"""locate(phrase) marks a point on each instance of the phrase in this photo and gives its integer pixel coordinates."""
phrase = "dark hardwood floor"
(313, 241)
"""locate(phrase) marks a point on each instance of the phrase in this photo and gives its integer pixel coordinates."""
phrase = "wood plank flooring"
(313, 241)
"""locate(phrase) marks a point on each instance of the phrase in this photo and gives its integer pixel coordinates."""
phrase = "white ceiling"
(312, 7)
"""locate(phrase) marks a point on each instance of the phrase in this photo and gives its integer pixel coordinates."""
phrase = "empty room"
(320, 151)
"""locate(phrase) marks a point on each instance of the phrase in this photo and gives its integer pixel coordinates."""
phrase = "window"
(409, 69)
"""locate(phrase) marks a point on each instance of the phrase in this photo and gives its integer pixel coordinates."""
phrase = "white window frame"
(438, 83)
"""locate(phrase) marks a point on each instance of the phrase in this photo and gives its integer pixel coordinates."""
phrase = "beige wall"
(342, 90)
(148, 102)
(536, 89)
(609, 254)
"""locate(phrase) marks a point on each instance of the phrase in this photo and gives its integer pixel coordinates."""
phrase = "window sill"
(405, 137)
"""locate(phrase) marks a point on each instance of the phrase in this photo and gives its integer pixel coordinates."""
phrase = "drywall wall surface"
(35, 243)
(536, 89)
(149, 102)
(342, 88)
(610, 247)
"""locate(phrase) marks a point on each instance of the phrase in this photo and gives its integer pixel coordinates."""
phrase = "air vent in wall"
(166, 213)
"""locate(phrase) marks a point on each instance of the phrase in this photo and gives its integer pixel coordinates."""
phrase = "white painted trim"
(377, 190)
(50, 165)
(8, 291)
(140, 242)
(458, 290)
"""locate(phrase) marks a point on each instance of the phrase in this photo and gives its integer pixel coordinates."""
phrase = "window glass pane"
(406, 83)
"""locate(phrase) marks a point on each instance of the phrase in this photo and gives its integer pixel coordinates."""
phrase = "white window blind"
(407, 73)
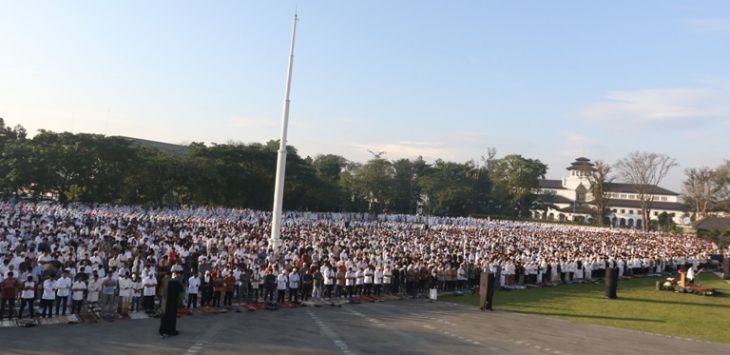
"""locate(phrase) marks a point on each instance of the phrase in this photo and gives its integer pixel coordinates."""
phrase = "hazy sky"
(552, 80)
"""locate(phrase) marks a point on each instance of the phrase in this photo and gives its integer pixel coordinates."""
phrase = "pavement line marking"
(204, 339)
(330, 334)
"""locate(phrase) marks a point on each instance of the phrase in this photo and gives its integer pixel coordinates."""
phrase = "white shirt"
(281, 282)
(193, 285)
(150, 286)
(78, 290)
(28, 290)
(125, 287)
(63, 286)
(293, 280)
(49, 290)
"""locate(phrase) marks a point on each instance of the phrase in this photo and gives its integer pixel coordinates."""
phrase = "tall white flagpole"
(275, 239)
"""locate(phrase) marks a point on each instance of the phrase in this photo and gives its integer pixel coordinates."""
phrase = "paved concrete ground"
(397, 327)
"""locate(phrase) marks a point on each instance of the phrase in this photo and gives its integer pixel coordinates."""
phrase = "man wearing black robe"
(170, 294)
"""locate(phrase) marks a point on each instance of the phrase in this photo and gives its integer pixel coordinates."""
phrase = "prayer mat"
(28, 323)
(7, 323)
(138, 315)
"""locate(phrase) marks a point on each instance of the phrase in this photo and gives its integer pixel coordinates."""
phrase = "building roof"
(712, 223)
(633, 188)
(656, 205)
(173, 149)
(581, 163)
(582, 208)
(551, 184)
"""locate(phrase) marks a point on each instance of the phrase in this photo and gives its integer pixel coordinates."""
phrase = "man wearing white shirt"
(294, 285)
(94, 287)
(193, 288)
(125, 294)
(78, 287)
(27, 295)
(49, 295)
(63, 289)
(149, 292)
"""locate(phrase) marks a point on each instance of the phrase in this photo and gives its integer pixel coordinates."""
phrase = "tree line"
(93, 168)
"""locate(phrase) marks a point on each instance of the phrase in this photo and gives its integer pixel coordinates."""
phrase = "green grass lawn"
(639, 306)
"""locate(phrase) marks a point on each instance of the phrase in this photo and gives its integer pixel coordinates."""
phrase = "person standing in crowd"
(256, 279)
(27, 296)
(136, 292)
(206, 286)
(171, 289)
(9, 288)
(378, 281)
(149, 292)
(229, 284)
(368, 281)
(270, 285)
(48, 296)
(77, 296)
(350, 283)
(294, 280)
(63, 289)
(94, 288)
(125, 294)
(217, 289)
(193, 287)
(108, 295)
(329, 281)
(281, 286)
(387, 279)
(318, 283)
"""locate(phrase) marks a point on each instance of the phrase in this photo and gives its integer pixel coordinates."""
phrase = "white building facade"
(570, 199)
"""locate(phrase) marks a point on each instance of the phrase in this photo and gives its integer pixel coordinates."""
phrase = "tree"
(598, 179)
(449, 188)
(645, 171)
(701, 189)
(515, 179)
(374, 183)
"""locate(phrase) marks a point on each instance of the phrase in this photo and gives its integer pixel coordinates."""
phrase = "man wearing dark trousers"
(9, 289)
(171, 289)
(27, 296)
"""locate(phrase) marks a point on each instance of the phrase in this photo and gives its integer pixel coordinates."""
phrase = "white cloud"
(708, 25)
(252, 122)
(663, 105)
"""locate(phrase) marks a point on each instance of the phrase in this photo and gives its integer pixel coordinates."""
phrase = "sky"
(551, 80)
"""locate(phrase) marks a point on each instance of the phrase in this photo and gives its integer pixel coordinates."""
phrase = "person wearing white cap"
(49, 295)
(63, 289)
(125, 294)
(149, 292)
(78, 288)
(294, 279)
(92, 297)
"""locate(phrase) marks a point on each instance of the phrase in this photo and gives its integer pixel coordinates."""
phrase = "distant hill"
(169, 148)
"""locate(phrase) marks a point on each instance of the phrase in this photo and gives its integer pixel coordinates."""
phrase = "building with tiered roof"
(570, 199)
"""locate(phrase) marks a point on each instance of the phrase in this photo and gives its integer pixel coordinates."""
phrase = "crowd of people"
(115, 257)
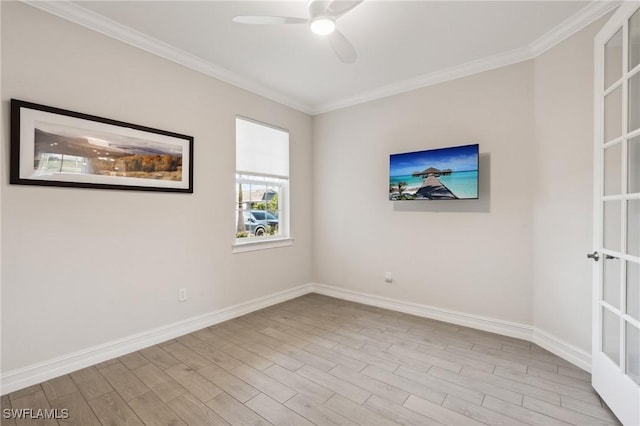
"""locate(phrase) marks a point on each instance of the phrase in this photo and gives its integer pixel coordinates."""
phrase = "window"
(262, 183)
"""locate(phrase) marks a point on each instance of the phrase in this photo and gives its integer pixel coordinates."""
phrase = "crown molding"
(588, 14)
(72, 12)
(77, 14)
(430, 79)
(594, 10)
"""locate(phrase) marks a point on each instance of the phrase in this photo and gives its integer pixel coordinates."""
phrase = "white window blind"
(261, 149)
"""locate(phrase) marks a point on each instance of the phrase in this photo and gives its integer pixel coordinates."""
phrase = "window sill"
(261, 245)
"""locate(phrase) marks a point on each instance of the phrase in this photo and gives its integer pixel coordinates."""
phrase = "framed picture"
(56, 147)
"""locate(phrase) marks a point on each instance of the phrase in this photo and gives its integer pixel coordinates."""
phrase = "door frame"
(616, 382)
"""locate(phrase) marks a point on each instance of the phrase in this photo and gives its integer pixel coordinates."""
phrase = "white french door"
(616, 294)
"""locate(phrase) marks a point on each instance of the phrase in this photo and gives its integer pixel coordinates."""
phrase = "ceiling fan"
(322, 20)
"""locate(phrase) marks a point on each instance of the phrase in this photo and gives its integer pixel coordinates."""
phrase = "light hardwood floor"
(319, 360)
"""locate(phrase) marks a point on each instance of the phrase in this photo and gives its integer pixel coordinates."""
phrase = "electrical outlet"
(182, 295)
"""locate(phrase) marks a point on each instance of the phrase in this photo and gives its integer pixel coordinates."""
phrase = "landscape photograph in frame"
(56, 147)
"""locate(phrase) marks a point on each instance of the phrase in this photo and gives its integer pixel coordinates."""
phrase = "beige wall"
(85, 267)
(467, 256)
(518, 253)
(563, 191)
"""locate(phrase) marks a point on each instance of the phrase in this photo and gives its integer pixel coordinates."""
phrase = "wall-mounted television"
(435, 174)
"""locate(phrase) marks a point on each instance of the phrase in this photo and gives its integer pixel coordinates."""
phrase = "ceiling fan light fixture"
(322, 26)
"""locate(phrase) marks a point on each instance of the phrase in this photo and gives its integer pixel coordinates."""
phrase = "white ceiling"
(401, 45)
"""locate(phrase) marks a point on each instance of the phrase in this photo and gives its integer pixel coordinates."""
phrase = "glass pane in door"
(613, 169)
(611, 335)
(613, 59)
(633, 166)
(633, 290)
(611, 284)
(612, 222)
(634, 40)
(633, 227)
(634, 103)
(613, 115)
(633, 352)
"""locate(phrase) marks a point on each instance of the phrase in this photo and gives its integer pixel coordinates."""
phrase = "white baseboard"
(40, 372)
(37, 373)
(564, 350)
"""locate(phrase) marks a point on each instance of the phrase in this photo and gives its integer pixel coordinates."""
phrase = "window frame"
(281, 183)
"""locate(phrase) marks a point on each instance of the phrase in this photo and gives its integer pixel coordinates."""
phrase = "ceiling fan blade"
(342, 47)
(337, 8)
(269, 20)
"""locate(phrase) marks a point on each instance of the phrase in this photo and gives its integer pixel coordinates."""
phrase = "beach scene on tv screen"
(438, 174)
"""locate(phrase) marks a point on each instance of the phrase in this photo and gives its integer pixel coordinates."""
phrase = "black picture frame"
(101, 153)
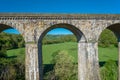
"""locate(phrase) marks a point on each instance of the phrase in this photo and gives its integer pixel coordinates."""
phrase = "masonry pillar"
(119, 60)
(32, 70)
(82, 61)
(92, 61)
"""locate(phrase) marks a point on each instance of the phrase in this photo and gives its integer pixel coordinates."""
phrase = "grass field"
(48, 51)
(20, 53)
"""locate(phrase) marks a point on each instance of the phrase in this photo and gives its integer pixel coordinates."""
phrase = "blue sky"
(61, 6)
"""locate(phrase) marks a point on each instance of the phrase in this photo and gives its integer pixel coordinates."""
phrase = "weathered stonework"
(86, 27)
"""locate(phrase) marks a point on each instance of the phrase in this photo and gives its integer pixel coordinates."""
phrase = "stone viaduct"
(86, 27)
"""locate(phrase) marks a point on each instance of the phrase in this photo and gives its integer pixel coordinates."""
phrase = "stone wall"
(87, 29)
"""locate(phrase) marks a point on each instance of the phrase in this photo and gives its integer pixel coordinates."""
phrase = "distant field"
(71, 47)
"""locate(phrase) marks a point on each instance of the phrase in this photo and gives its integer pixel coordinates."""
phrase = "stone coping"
(58, 16)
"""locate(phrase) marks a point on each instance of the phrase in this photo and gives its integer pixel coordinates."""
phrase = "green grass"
(48, 51)
(109, 53)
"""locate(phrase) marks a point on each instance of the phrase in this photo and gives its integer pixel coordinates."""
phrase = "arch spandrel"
(113, 25)
(11, 24)
(48, 25)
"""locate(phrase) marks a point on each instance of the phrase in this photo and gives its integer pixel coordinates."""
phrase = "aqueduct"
(86, 27)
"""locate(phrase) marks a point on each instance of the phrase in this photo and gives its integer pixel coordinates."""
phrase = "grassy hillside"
(49, 50)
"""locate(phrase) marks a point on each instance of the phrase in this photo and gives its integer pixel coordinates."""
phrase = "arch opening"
(12, 54)
(77, 33)
(108, 52)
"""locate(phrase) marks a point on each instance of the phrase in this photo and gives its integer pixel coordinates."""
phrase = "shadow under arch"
(78, 33)
(115, 28)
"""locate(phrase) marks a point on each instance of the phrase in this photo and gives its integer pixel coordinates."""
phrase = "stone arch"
■ ■ ■ ■
List every line of the listing that contains the word "dark", treating uppercase and lowercase as different.

phrase = "dark hardwood floor"
phrase = "man wearing dark trousers"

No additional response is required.